Passage provided ->
----
First Posted: 04/01/11 03:59 PM ET Updated: 06/01/11 06:12 AM ET

WASHINGTON -- With commodity prices rising dramatically in the past few weeks, the Obama administration on Friday offered a new variation of its defense of proposed budget cuts to a program that provides energy assistance to low-income households.

At a breakfast organized by the Christian Science Monitor, Energy Secretary Steven Chu acknowledged that the administration had made “very, very hard decisions” in proposing to decrease funding for the Low Income Home Energy Assistance Program by $2.5 billion in its 2012 budget. But while President Barack Obama argued in February that lower commodity prices meant less aid was necessary, a subsequent spike has led the administration to reassess its approach to justifying the new funding levels.

On Friday, Chu argued that the administration was pursuing alternate, broader reforms to help stabilize energy prices for households.

“We are shifting the program so that not only includes low, but also middle-income people,” Chu said.

“[W]hat we decided to do was begin to say, we need to get [other] programs started. We need to work with the lenders in order to come up with things like, when you buy a home or try to convince lenders, it’s prudent to ask about the affordability of the home or for an energy audit… This will stimulate people who want to sell their home to make energy improvements in their home, so they increase the resell value. There are many, many things we’re looking through.
----
[Location identification entries]
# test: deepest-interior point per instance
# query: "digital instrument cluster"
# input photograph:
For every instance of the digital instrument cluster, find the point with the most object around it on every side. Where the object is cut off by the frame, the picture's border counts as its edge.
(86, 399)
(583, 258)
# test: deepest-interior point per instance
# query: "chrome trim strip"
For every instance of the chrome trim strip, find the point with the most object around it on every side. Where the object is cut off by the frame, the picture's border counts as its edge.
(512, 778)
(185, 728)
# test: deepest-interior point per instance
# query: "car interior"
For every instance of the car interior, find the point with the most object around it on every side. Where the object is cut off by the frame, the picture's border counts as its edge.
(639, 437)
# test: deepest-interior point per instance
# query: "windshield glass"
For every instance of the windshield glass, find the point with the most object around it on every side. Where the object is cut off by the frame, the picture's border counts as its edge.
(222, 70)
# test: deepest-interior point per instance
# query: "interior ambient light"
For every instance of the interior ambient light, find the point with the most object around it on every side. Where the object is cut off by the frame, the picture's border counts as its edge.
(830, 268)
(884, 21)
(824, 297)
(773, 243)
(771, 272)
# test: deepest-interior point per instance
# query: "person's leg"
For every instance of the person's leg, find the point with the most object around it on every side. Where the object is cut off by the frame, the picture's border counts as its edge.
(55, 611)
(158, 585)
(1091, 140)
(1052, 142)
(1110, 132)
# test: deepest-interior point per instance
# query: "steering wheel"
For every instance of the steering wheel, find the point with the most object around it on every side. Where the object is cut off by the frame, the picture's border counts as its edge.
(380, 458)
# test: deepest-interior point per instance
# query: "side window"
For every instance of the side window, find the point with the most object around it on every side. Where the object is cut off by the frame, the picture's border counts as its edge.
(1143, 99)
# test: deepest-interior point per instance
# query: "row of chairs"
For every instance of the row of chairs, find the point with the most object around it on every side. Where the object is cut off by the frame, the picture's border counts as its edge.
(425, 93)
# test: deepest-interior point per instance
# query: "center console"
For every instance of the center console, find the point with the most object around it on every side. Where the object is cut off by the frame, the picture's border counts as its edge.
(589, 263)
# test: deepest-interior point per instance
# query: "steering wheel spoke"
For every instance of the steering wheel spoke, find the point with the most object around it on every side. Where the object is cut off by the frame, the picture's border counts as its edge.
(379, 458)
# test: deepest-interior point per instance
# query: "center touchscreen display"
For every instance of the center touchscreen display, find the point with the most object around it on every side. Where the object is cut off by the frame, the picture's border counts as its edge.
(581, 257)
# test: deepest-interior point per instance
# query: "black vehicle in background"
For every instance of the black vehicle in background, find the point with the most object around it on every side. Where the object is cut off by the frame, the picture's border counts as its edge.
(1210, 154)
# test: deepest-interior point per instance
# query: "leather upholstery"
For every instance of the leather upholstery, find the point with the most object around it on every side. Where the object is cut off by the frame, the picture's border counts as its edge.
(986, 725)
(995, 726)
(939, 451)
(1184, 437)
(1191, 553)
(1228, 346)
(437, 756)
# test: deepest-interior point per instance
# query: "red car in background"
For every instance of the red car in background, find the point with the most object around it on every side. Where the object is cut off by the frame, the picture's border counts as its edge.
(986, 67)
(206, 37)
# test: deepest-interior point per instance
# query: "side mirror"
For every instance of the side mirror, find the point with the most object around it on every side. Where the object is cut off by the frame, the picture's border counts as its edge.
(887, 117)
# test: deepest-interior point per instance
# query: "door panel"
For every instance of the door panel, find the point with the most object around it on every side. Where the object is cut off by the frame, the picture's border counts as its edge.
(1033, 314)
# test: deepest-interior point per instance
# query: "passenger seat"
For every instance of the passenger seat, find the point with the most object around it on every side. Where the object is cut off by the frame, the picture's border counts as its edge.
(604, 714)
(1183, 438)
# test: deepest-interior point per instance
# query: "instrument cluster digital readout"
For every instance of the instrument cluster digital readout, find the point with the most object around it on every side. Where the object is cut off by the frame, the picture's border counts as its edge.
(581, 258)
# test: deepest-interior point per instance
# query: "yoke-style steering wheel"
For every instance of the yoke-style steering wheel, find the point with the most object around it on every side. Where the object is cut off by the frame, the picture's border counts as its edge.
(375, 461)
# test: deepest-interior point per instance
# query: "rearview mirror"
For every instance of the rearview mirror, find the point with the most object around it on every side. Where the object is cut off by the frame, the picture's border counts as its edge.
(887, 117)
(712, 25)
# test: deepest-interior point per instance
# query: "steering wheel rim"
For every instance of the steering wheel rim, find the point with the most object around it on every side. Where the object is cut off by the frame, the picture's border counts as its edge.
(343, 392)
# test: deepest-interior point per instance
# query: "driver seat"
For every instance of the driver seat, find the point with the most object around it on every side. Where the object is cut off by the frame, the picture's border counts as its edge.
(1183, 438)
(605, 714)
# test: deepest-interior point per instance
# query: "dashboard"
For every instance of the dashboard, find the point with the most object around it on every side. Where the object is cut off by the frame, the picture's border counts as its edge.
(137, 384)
----
Directive ->
Edit the article on energy assistance cuts between "WASHINGTON -- With" and "new funding levels.", inclusive, so that "commodity prices" becomes "fuel prices". These items are separate material from the article on energy assistance cuts.

Exercise result ->
WASHINGTON -- With fuel prices rising dramatically in the past few weeks, the Obama administration on Friday offered a new variation of its defense of proposed budget cuts to a program that provides energy assistance to low-income households.

At a breakfast organized by the Christian Science Monitor, Energy Secretary Steven Chu acknowledged that the administration had made “very, very hard decisions” in proposing to decrease funding for the Low Income Home Energy Assistance Program by $2.5 billion in its 2012 budget. But while President Barack Obama argued in February that lower fuel prices meant less aid was necessary, a subsequent spike has led the administration to reassess its approach to justifying the new funding levels.